▶ EXCERPTED PASSAGE:
•••

So another way to hide fact_aux
from clients of Math
, while still leaving it
available for implementers of Math
, is to use a module type that exposes only
those names that clients should see:
module type MATH = sig
(** [fact n] is [n!]. *)
val fact : int -> int
end
module Math : MATH = struct
(** [fact_aux n acc] is [n! * acc]. *)
let rec fact_aux n acc =
if n = 0 then acc else fact_aux (n - 1) (n * acc)
let fact n = fact_aux n 1
end
module type MATH = sig val fact : int -> int end
module Math : MATH
Now since MATH
does not mention fact_aux
, the module type annotation
Math : MATH
causes fact_aux
to be hidden:
Math.fact_aux
File "[4]", line 1, characters 0-13:
1 | Math.fact_aux
^^^^^^^^^^^^^
Error: Unbound value Math.fact_aux
In that sense, module type annotations are opaque: they can prevent visibility of module items. We say that the module type seals the module, making any components not named in the module type be inaccessible.

•••

▶ OBJECTIVE A: Rewrite the rows below, replacing "instance" with "occurrence" and leaving everything else unchanged. Omit the pictures from your answer.

•••

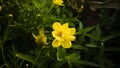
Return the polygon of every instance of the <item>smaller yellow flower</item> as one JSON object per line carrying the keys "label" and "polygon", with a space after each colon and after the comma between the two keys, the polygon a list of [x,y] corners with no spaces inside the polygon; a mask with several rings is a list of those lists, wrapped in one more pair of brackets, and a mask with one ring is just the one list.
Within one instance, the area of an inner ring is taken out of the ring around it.
{"label": "smaller yellow flower", "polygon": [[58,5],[58,6],[63,6],[63,0],[53,0],[53,4]]}
{"label": "smaller yellow flower", "polygon": [[69,28],[68,23],[61,25],[59,22],[55,22],[53,29],[52,35],[55,39],[52,46],[59,47],[61,45],[63,48],[70,48],[72,46],[71,41],[75,40],[75,36],[73,36],[76,32],[75,28]]}
{"label": "smaller yellow flower", "polygon": [[35,35],[35,34],[32,34],[32,35],[35,38],[35,42],[38,45],[47,45],[47,37],[44,35],[44,30],[43,29],[39,30],[38,35]]}
{"label": "smaller yellow flower", "polygon": [[12,14],[8,14],[8,16],[13,17],[13,15],[12,15]]}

•••

▶ OBJECTIVE B: From the excerpt on OCaml module types, copy the passage that begins at the words "So another way" and stops after "is [n! * acc]. *)".

▶ CORRECT OUTPUT A:
Return the polygon of every occurrence of the <item>smaller yellow flower</item> as one JSON object per line carrying the keys "label" and "polygon", with a space after each colon and after the comma between the two keys, the polygon a list of [x,y] corners with no spaces inside the polygon; a mask with several rings is a list of those lists, wrapped in one more pair of brackets, and a mask with one ring is just the one list.
Within one occurrence, the area of an inner ring is taken out of the ring around it.
{"label": "smaller yellow flower", "polygon": [[58,5],[58,6],[63,6],[63,0],[53,0],[53,4]]}
{"label": "smaller yellow flower", "polygon": [[69,28],[68,23],[61,25],[59,22],[55,22],[53,29],[52,35],[55,39],[52,46],[59,47],[61,45],[63,48],[70,48],[72,46],[71,41],[75,40],[75,36],[73,36],[76,32],[75,28]]}
{"label": "smaller yellow flower", "polygon": [[35,35],[35,34],[32,34],[32,35],[35,38],[35,42],[38,45],[47,45],[47,37],[44,35],[44,30],[43,29],[39,30],[38,35]]}
{"label": "smaller yellow flower", "polygon": [[12,14],[8,14],[8,16],[13,17],[13,15],[12,15]]}

▶ CORRECT OUTPUT B:
So another way to hide fact_aux
from clients of Math
, while still leaving it
available for implementers of Math
, is to use a module type that exposes only
those names that clients should see:
module type MATH = sig
(** [fact n] is [n!]. *)
val fact : int -> int
end
module Math : MATH = struct
(** [fact_aux n acc] is [n! * acc]. *)